RECORDS FOR THE TASK>
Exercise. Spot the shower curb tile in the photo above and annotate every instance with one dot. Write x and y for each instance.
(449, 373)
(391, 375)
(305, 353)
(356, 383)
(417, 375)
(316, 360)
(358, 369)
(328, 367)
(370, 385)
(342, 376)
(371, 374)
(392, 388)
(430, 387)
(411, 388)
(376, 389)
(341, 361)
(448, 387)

WHAT TO WORK ON> Your reply should consist of the records, duplicated exactly.

REPLY>
Exercise. Spot the shower curb tile in the photo above and annotate every instance with one dot. Write x and y for each instance.
(449, 373)
(391, 375)
(305, 353)
(356, 383)
(417, 375)
(316, 360)
(358, 369)
(328, 367)
(370, 385)
(342, 376)
(371, 374)
(392, 388)
(430, 387)
(411, 388)
(376, 389)
(341, 361)
(448, 387)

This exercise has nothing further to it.